= TÂCHES DEMANDÉES =
1: Traduisez en anglais cette phrase de l'extrait sur les futurs commissaires : « Une pétition contre sa nomination a recueilli près de 400 000 signatures. »
2: Renvoyez sans modification, dans l'extrait sur les futurs commissaires, tout ce qui va de « Comment Pierre Moscovici, devenu » jusqu'à « sa nouvelle fonction. ».
3: Les affirmations suivantes s'accordent-elles avec l'extrait sur les futurs commissaires ? Répondez par oui ou par non à chacune, en citant les mots de l'extrait qui tranchent.
(a) La pétition contre la nomination de Miguel Arias Canete a recueilli plus d'un million de signatures.
(b) Miguel Arias Canete a présenté des excuses pour des propos jugés sexistes.
(c) La gauche a décidé de mettre sur la sellette cinq futurs commissaires.

━━ EXTRAIT À LIRE

Comment Pierre Moscovici, devenu commissaire, pourrait-il faire respecter les règles budgétaires qu’il a été incapable d’observer comme ministre ? « Les règles, rien que les règles, c’est cela ma mission, a-t-il répondu, et si un pays ne remplit pas les obligations prévues – c’est le cas de la France – je poursuivrai ma tâche d’Européen ». Il n’y aura donc pas de traitement de faveur pour la France, a-t-il assuré. La droite n’a pas été convaincue. Elle a jugé ses explications peu crédibles. Pour elle il existe un conflit d’intérêts entre l’appartenance de Pierre Moscovici au gouvernement Ayrault et sa nouvelle fonction.

Conflits d’intérêts

La gauche n’a pas manqué, à son tour, de dénoncer de possibles conflits d’intérêts du côté de ses adversaires. Elle a ainsi décidé de mettre sur la sellette trois futurs commissaires issus du camp conservateur. Le plus fragile et donc le plus critiquable est à ses yeux l’Espagnol Miguel Arias Canete, auquel doivent être confiés les départements de l’énergie et du climat. Outre des propos jugés sexistes pour lesquels il a présenté des excuses, le candidat de Madrid se voit reprocher la possession d’actions dans deux sociétés pétrolières (il dit les avoir vendues mais des membres de sa famille y sont toujours présents) et son passé de ministre espagnol de l’environnement (il a autorisé notamment des forages au large des Canaries). Une pétition contre sa nomination a recueilli près de 400 000 signatures. Ses réponses floues sur le gaz de schiste inquiètent également les écologistes.

━━━━
━━ DONNÉES ENREGISTRÉES

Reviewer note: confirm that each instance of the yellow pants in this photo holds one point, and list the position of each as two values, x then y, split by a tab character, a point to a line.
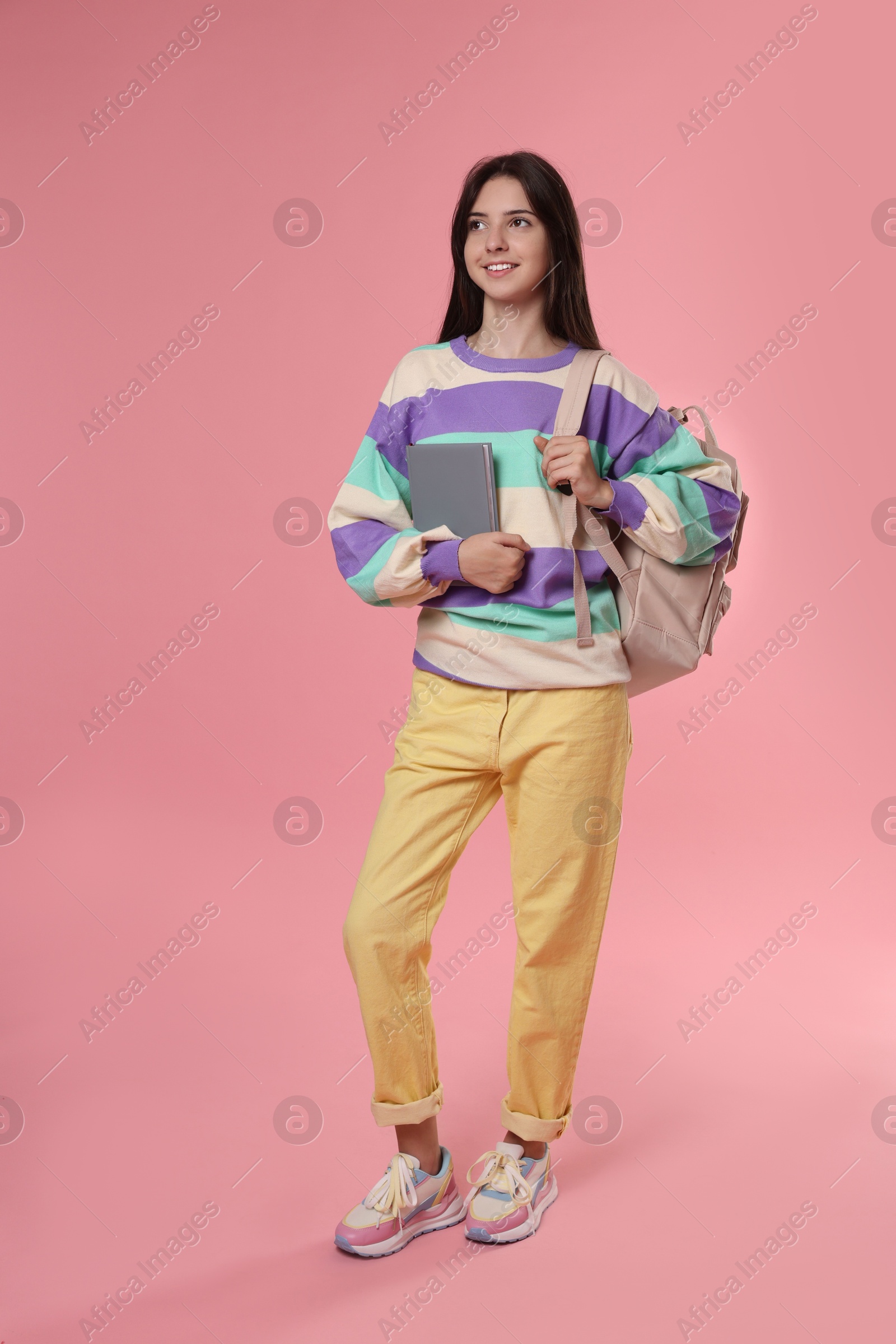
559	759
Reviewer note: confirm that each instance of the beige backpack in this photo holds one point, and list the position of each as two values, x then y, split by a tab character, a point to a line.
668	613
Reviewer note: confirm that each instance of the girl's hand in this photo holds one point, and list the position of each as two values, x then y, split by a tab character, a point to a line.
567	457
492	561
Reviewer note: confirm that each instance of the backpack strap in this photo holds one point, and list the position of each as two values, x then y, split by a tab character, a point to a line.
568	421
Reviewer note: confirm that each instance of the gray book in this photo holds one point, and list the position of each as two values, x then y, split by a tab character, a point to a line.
453	486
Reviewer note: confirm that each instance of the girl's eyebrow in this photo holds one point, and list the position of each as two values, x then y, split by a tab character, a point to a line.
480	214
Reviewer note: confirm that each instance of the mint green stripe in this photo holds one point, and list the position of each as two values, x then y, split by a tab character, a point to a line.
678	453
365	580
371	472
543	625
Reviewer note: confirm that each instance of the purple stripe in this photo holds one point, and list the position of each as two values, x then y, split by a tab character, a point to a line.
389	430
642	441
628	509
546	580
514	366
419	662
441	562
723	509
503	406
356	543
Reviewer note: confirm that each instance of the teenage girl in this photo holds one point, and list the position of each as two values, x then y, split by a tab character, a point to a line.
506	699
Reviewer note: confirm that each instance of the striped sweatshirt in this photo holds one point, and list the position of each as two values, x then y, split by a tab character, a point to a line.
672	499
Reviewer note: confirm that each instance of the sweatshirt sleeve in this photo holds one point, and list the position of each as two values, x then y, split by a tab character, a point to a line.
381	554
668	496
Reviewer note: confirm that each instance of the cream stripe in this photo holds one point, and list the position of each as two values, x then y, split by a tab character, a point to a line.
517	664
536	515
401	580
661	531
354	503
442	370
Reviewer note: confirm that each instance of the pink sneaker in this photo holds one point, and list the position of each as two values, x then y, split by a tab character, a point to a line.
405	1203
510	1195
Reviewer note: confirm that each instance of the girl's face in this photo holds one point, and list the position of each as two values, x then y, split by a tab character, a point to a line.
507	245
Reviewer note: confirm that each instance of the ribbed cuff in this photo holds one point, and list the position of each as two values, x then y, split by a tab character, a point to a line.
628	507
530	1128
440	562
410	1113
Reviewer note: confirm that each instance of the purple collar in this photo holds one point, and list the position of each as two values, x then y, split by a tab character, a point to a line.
512	366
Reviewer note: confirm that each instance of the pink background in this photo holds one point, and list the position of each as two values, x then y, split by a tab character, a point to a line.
171	808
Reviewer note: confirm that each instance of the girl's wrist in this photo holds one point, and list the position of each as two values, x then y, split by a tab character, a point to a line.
602	499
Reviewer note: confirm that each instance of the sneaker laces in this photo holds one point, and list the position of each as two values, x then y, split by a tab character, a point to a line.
501	1173
394	1191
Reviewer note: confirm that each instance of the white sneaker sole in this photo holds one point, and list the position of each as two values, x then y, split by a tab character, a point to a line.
452	1215
517	1234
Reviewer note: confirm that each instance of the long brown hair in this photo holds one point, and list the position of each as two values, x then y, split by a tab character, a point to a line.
567	314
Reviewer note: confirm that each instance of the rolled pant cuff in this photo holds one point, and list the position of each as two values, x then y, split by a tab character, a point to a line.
530	1128
409	1113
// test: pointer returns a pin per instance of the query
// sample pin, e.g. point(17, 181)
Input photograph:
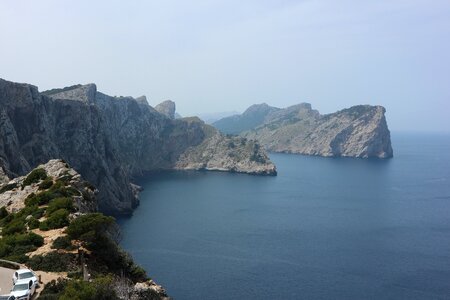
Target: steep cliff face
point(359, 131)
point(106, 139)
point(166, 108)
point(254, 115)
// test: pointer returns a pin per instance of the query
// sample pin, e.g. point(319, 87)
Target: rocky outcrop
point(166, 108)
point(227, 153)
point(360, 131)
point(108, 140)
point(28, 202)
point(251, 118)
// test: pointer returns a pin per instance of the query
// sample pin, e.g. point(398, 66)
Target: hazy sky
point(211, 56)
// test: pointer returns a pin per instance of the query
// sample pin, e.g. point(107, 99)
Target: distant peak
point(167, 108)
point(85, 93)
point(142, 100)
point(259, 108)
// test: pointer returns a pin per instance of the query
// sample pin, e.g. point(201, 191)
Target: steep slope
point(254, 115)
point(359, 131)
point(49, 223)
point(106, 139)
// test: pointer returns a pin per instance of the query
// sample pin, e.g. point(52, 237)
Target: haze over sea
point(324, 228)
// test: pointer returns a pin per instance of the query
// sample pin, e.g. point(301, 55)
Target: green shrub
point(8, 265)
point(19, 258)
point(18, 244)
point(8, 187)
point(53, 289)
point(89, 226)
point(35, 176)
point(99, 289)
point(57, 190)
point(59, 203)
point(47, 183)
point(63, 242)
point(3, 212)
point(52, 262)
point(15, 226)
point(33, 223)
point(57, 219)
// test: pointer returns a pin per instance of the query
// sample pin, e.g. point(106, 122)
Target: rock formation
point(166, 108)
point(359, 131)
point(108, 140)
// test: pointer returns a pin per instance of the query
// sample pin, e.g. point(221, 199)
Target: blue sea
point(324, 228)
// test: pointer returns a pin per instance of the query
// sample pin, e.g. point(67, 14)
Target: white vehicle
point(25, 274)
point(23, 289)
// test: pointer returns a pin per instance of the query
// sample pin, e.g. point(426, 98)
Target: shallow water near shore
point(324, 228)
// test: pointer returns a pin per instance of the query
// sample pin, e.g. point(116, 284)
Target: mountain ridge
point(108, 140)
point(359, 131)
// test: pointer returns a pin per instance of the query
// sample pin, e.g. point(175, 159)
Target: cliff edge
point(359, 131)
point(108, 140)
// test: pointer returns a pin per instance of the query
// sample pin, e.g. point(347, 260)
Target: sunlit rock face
point(108, 140)
point(360, 131)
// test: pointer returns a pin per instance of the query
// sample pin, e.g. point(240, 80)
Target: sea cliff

━━━━

= TÂCHES RÉSOLUES =
1: A petition against his nomination gathered nearly 400,000 signatures.

2:
Comment Pierre Moscovici, devenu commissaire, pourrait-il faire respecter les règles budgétaires qu’il a été incapable d’observer comme ministre ? « Les règles, rien que les règles, c’est cela ma mission, a-t-il répondu, et si un pays ne remplit pas les obligations prévues – c’est le cas de la France – je poursuivrai ma tâche d’Européen ». Il n’y aura donc pas de traitement de faveur pour la France, a-t-il assuré. La droite n’a pas été convaincue. Elle a jugé ses explications peu crédibles. Pour elle il existe un conflit d’intérêts entre l’appartenance de Pierre Moscovici au gouvernement Ayrault et sa nouvelle fonction.

3:
(a) Non : « Une pétition contre sa nomination a recueilli près de 400 000 signatures. »
(b) Oui : « Outre des propos jugés sexistes pour lesquels il a présenté des excuses »
(c) Non : « Elle a ainsi décidé de mettre sur la sellette trois futurs commissaires issus du camp conservateur. »